## TEXTAUSZUG
******************************

27.01.25 Gedenken bedeutet Verantwortung
Heute vor genau 80 Jahren wurde das Konzentrationslager Ausschwitz befreit. Ausschwitz – ein Ort furchtbarer Verbrechen, an dem mehr als eine Millionen Menschen aufgrund ihrer Herkunft, ihrer Religion, ihrer sexuellen Orientierung, ihrer politischen Auffassung oder auch nur ihrer Solidarität mit anderen, die nicht in das Bild der Nazis passten, von diesen ermordet wurden. Ein Ort vollkommener Willkür, an dem Menschen nicht mehr als solche gesehen wurden. Die Erkenntnis, welche Entwicklungen an diesen Punkt geführt hatte, wurde Artikel 1 des Grundgesetzes, welches 1949 verkündet wurde und das bis heute die Grundlage unseres Staates bildet: Die Würde des Menschen ist unantastbar.
Mit dem Grundgesetz sollte festgehalten werden, was unumstößlich zu gelten hat, unabhängig von der Zusammensetzung der jeweiligen Regierung, unabhängig selbst von der Mehrheitsmeinung in der Bevölkerung – denn eben diese hatte Ausschwitz herbeigeführt. Die Erinnerung an Ausschwitz ist damit auch eine an die Verantwortung, die wir als Gesellschaft für alle Menschen haben, die in ihr leben. Um die Würde jedes und jeder Einzelnen auch in Zeiten zu schützen, in denen die gesellschaftliche Stimmung sich gegen Gruppen von Menschen richtet, haben wir uns dieses Grundregelwerk gegeben, welches sinnhafterweise den Rahmen einschränkt, in dem die Politik agieren darf. Neben der Allgemeinen Erklärung der Menschenrechte, die 1948 aus aus dem gleichen Erbe entstand, garantiert es bis heute neben anderem die freie Entfaltung der Persönlichkeit, des Glaubens, der Meinung sowie das Recht, in einem anderen Staat Schutz vor Verfolgung zu suchen.
„In der Woche, in der sich die Befreiung von Ausschwitz zum 80. Mal jährt, bringt eine Partei in Anträge in den Bundestag ein, welche unsere Grundprinzipien in Frage stellen. Das Resultat ist schon vorher offensichtlich: Denn unabhängig davon, ob diese Anträge angenommen werden und mit welchen Stimmen dies geschieht, ist der Hass in der Gesellschaft einmal mehr angefacht worden, die Ausgrenzung und Entrechtung einiger Menschen einmal mehr vorangetrieben worden.“, so Mari Lampe vom Flüchtlingsrat Berlin e.V.

******************************

## ZU BEFOLGENDE ANWEISUNGEN
Nenne alle Gründe, aus denen laut Textauszug Menschen in Ausschwitz von den Nazis ermordet wurden.

## GESAMMELTES MATERIAL
******************************

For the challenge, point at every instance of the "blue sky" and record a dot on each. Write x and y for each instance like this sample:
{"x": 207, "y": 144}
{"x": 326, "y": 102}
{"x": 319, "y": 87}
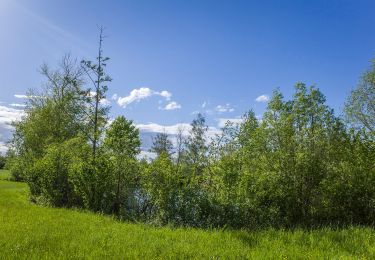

******************************

## LÖSUNG DER AUFGABE
- ihre Herkunft
- ihre Religion
- ihre sexuelle Orientierung
- ihre politische Auffassung
- ihre Solidarität mit anderen, die nicht in das Bild der Nazis passten